WORK INSTRUCTIONS:
Please select every line of the items below that contains the word "blue", and copy each of those lines in full.

[Region annotation entries]

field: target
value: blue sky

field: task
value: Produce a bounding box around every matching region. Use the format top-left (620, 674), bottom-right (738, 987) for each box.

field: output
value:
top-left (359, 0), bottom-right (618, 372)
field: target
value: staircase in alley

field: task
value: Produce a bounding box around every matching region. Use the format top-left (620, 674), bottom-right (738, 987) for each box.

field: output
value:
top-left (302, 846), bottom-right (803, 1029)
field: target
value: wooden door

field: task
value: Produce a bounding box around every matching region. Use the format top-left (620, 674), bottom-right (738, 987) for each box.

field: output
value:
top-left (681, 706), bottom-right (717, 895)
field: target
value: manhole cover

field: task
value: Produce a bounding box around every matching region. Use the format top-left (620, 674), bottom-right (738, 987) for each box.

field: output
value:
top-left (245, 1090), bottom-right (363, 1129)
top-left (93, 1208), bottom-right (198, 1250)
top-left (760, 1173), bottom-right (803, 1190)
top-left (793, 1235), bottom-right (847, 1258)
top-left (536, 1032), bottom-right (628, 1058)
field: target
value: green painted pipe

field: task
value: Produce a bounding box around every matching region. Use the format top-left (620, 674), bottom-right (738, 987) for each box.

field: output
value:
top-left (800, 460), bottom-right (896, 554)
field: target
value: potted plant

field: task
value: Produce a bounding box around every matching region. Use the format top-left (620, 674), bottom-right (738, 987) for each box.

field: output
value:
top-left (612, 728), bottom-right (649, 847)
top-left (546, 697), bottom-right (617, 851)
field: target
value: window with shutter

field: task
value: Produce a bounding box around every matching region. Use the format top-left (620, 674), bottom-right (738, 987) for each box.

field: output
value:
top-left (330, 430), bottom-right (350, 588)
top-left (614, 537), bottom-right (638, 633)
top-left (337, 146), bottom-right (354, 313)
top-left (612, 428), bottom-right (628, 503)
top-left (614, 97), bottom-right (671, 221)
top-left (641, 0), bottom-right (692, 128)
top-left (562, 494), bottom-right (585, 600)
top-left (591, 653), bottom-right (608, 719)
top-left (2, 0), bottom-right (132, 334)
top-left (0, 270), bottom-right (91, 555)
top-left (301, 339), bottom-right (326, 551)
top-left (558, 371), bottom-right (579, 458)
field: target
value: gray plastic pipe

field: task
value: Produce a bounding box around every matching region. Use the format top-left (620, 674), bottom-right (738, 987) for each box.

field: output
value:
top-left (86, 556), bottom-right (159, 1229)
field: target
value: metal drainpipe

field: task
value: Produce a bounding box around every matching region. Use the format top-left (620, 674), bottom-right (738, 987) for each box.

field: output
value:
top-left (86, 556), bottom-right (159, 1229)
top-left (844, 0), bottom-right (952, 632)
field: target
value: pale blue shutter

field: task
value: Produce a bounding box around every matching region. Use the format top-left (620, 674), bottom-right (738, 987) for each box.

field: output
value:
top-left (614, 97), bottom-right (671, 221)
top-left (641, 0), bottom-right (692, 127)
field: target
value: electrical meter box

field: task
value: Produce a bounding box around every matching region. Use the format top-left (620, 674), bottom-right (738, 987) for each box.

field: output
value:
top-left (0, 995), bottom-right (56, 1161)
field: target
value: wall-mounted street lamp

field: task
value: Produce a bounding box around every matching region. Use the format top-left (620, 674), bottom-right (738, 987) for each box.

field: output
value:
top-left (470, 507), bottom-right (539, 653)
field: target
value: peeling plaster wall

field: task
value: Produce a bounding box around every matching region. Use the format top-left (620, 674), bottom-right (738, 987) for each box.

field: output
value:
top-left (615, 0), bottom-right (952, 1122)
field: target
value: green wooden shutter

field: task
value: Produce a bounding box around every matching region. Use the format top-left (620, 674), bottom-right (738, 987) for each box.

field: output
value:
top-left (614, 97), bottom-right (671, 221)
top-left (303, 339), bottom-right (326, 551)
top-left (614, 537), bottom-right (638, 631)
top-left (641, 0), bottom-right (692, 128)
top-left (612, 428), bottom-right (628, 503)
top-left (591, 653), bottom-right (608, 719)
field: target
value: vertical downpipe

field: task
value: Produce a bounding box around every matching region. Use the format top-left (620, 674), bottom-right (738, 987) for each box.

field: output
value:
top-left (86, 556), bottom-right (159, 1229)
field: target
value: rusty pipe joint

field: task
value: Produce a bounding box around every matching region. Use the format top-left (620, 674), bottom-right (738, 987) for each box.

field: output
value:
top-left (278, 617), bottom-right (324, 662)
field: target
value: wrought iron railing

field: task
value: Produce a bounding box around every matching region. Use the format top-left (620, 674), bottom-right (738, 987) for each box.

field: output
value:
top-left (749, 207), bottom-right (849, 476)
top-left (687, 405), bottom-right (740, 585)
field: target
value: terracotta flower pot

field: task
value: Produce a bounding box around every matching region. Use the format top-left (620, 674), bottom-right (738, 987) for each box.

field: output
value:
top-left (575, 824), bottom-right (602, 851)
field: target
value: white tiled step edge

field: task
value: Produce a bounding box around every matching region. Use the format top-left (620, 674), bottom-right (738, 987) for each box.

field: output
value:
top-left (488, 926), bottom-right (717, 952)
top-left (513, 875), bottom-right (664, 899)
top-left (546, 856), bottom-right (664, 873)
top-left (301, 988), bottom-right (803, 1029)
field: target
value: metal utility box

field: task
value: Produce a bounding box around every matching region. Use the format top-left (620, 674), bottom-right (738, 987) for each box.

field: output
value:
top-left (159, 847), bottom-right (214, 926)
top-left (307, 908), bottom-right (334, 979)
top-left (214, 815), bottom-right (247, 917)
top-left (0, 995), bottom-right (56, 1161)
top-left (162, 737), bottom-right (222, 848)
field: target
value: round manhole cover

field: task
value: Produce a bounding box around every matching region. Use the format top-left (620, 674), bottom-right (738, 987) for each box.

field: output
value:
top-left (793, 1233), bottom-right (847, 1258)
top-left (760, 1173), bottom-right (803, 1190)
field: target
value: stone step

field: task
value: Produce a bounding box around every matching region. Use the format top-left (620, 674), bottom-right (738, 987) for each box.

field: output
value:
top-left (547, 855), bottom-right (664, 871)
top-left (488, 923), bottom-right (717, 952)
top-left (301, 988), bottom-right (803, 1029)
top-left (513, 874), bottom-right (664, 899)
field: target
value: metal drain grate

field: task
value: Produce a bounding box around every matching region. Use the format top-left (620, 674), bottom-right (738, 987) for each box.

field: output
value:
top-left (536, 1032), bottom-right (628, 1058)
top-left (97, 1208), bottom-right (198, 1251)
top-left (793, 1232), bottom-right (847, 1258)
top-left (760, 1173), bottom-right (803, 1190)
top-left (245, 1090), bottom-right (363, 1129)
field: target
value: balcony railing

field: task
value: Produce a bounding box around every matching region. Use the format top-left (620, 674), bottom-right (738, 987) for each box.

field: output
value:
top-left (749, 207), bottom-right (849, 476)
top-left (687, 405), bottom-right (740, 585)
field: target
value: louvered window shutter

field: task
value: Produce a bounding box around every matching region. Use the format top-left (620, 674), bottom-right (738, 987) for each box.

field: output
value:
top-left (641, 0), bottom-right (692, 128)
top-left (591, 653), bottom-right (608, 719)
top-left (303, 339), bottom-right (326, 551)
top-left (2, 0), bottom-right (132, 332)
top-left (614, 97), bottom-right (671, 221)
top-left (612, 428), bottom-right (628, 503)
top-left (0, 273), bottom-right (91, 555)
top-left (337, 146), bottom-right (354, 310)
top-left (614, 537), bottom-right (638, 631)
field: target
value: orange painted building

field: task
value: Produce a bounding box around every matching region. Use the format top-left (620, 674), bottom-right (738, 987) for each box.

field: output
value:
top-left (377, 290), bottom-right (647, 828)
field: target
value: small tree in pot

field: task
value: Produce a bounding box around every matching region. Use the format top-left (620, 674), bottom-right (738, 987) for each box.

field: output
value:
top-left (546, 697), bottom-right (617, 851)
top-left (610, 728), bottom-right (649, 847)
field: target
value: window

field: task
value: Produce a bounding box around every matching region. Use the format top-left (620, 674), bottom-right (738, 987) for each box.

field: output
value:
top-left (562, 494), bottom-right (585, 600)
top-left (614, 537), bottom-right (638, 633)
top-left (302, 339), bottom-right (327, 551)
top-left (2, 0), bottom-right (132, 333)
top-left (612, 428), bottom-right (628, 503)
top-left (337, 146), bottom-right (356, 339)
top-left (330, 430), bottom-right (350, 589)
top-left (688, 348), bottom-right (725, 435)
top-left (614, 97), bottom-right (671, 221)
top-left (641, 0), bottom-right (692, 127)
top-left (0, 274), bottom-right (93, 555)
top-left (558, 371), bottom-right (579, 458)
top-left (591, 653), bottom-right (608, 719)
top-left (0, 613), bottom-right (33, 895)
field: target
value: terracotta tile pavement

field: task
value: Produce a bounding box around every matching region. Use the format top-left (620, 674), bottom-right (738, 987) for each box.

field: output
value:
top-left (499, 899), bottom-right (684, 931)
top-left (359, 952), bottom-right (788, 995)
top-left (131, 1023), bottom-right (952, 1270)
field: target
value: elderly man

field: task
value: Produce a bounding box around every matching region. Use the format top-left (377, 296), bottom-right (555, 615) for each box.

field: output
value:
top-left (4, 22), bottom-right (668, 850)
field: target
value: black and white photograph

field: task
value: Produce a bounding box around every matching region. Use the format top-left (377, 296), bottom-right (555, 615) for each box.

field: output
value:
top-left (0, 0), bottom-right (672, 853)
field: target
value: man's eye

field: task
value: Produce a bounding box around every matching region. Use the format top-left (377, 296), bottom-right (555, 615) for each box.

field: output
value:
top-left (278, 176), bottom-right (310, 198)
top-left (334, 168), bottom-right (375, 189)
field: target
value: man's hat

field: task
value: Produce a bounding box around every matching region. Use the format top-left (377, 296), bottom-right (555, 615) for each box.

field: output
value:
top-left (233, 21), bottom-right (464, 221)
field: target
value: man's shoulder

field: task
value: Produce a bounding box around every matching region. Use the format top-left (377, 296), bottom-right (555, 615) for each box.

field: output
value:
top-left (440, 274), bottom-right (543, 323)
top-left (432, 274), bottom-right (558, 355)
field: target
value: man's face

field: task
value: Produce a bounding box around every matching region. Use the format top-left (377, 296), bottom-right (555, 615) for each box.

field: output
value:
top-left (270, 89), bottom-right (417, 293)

EXPECTED OUTPUT:
value: blue sky
value: pale blue shutter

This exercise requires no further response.